→ Document section:
Segment Open
Currently all these highlighted issues are solved outside edge data services. Solutions for these issues can be customized and must be incorporated into the design of (new) edge data storage systems. These observations indicate crucial changes for traditional approaches, which have assumptions on consistent low latency, high availability and centralized storage solutions, and cannot be generalized to the edge storage services and unreliable IoT distributed systems. Elasticity for edge storage services is currently an unsolved problem. It is important to bring various features into the design of future (single) edge storage system.
An example for a traditional single analytics system
In the IoT sensor environment, such as an exemplified university smart building shown in Figure 1, we can observe data workloads from different IoT applications and decide whether to (1) push data to the cloud data storage, (2) keep relevant data for local edge analytics or (3) discard data if they are not useful for future analytics. In the first case, traditionally, all data are transferred to resource-rich cloud data centers where storage and compute intensive workloads can be handled, resulting in necessary control commands for IoT actuators. However, increasing data streams and latency requirements arising from IoT applications makes distant cloud data transfer often impractical. Recent solutions for making crucial fast decisions in IoT systems have brought up the second case employing edge nodes. In an IoT system, such as a university smart building equipped with many sensors measuring internal subsystems, it is obvious that data from HVAC (Heating, Ventilation, and Air Conditioning) sensors do not have the same importance as data from smart meters and solar panels essential for energy management (Ob1); incomplete data from weather stations can occur due to external conditions while missing data coming from server room sensors can be caused by some internal failures (Ob2); an energy management subsystem has higher data generation frequency than a laboratory subsystem (Ob3). Accordingly, each of these subsystems requires different approach to sensor data analysis, although the same edge storage system is used to integrate data for edge analytics. In addition, limited storage capacities at the network edge prevents us from keeping all generated data. In the third case, due to the limited underlying network infrastructure, some data can be filtered or reduced to save bandwidth usage and storage space but impacting later degradation of Quality of Service (QoS) and causing data integrity problems.
Segment Closed
→ Tasks to carry out:
**a)** State whether each statement agrees with the edge storage passage, answering yes or no and quoting the words of the passage that decide it. (i) Elasticity for edge storage services has already been solved. (ii) An energy management subsystem generates data more frequently than a laboratory subsystem. (iii) Data from HVAC sensors carry the same importance as data from smart meters and solar panels.
**b)** Pick up the edge storage passage after its last sentence and continue it in the same voice.

→ Supplied information:
Segment Open
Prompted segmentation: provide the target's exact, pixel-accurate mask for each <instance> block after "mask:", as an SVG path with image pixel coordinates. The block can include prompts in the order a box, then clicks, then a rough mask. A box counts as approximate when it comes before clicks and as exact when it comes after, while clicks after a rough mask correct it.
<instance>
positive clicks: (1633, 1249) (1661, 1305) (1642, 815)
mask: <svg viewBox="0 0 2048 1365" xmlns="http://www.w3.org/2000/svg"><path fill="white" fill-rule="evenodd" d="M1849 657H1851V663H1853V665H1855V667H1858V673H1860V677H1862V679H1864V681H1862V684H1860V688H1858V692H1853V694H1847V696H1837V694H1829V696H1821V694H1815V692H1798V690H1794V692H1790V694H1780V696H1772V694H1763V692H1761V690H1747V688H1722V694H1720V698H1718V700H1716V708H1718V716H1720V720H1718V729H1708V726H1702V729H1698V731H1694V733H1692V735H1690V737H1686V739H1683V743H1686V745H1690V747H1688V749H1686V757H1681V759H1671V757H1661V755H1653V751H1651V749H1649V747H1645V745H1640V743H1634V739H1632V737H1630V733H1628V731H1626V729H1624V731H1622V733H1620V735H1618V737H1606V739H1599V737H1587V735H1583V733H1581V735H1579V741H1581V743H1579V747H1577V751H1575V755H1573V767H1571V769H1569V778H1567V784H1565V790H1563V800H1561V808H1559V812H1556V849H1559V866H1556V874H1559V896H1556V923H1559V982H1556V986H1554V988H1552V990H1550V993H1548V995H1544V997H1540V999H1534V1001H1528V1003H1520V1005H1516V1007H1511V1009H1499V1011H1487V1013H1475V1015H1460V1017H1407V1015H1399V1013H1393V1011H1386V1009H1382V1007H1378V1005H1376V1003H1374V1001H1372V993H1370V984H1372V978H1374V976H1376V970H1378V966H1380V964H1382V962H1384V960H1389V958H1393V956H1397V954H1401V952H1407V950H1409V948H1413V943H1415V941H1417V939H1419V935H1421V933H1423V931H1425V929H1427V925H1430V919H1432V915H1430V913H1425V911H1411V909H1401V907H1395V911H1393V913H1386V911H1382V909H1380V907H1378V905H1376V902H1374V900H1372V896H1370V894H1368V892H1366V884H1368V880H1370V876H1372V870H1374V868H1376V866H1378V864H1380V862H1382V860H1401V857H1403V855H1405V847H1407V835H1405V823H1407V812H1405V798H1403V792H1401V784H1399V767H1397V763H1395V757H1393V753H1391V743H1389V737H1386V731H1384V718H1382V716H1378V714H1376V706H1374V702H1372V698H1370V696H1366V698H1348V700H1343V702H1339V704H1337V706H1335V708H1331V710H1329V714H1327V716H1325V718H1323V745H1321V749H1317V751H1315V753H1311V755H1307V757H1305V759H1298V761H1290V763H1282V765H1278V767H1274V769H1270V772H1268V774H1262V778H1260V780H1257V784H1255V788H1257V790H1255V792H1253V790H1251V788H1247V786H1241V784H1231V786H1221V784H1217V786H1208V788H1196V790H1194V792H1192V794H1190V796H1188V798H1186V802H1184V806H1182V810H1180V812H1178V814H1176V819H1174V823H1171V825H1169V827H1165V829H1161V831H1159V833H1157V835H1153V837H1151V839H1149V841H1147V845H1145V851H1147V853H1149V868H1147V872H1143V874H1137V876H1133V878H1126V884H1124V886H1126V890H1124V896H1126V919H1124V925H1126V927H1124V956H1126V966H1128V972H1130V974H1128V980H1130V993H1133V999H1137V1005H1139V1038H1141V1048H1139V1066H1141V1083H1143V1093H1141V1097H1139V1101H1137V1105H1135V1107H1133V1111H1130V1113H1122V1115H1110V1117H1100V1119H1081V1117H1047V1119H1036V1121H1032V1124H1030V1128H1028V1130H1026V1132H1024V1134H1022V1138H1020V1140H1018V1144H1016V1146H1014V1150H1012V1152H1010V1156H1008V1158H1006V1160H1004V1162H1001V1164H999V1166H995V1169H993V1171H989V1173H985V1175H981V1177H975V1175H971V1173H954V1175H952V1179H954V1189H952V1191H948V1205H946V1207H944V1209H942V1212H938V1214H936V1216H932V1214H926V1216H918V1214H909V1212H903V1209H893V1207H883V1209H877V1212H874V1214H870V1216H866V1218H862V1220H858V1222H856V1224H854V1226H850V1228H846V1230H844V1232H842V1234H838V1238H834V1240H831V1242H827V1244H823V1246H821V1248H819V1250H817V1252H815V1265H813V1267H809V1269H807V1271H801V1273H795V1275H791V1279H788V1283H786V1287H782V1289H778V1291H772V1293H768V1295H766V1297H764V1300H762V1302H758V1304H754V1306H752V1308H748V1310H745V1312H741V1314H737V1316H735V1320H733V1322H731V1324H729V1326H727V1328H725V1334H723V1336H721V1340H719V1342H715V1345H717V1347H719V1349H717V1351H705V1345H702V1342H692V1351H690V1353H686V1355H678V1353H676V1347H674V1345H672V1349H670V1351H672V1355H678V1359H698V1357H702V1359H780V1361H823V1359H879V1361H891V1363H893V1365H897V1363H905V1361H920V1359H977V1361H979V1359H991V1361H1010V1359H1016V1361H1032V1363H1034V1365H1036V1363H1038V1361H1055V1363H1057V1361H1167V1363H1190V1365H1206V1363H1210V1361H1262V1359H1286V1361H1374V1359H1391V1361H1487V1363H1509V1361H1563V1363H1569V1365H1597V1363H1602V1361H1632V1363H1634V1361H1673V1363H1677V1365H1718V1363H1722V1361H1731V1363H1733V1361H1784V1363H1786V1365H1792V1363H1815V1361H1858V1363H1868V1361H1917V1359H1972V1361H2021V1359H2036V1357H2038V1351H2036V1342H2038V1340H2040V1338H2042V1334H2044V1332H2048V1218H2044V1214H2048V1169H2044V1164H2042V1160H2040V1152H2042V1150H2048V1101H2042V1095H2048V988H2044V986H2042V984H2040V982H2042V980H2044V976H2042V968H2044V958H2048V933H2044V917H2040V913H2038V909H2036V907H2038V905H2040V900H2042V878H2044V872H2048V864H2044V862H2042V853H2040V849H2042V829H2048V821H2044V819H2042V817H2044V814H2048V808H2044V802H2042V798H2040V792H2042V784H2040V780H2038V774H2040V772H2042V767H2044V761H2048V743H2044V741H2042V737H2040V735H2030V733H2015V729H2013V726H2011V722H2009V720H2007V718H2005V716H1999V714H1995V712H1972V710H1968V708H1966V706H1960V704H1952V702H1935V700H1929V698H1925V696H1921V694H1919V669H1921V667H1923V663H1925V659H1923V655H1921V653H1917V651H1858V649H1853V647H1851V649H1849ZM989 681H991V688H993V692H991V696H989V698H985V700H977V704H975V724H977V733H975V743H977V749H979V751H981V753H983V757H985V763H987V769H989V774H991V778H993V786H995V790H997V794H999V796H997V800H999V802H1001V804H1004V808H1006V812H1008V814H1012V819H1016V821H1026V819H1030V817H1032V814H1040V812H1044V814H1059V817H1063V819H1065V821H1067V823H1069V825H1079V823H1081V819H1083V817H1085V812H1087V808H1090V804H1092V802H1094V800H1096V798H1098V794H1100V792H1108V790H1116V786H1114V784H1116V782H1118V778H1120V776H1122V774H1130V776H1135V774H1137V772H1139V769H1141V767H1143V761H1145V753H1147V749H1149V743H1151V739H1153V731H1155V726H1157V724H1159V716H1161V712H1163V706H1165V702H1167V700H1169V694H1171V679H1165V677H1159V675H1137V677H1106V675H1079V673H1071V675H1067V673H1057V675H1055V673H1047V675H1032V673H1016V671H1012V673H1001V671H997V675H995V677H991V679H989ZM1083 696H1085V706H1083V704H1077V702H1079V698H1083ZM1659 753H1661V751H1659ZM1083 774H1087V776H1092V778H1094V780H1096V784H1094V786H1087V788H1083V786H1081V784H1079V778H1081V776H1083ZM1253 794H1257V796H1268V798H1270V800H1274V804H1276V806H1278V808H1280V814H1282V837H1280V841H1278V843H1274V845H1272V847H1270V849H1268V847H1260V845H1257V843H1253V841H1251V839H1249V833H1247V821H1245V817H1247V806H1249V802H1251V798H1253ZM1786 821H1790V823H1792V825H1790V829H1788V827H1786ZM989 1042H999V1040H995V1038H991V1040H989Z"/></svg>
Segment Closed
→ Responses to the tasks:
**a)**
(i) No: "Elasticity for edge storage services is currently an unsolved problem."
(ii) Yes: "an energy management subsystem has higher data generation frequency than a laboratory subsystem"
(iii) No: "data from HVAC (Heating, Ventilation, and Air Conditioning) sensors do not have the same importance as data from smart meters and solar panels essential for energy management"

**b)**
Edge deployed systems must maintain multi-model data
On the one hand, generated by sensors, metrics and events as time series might conform a common IoT data model. On the other hand, it is important to support other data types across different data stores by triggering certain functions, maintaining logs for state information of IoT devices/equipment, data exchange and combination between different storage types. Thus, considering present multi-model data, resource-limited edge nodes, and complex data management at the network edge, the next generation storage service must deal with many trade-offs to make sure that the edge analytics is always served with most relevant and suitable data. Edge analytics have to meet certain quality of analytics, including amounts of data available, timely decisions and certain levels of data accuracy.
Therefore, developing such reliable and elastic edge storage services is of paramount importance. From an architectural design viewpoint, we must identify which data should be kept at the edge nodes, how long to store them, and which data processing utilities can assist these problems.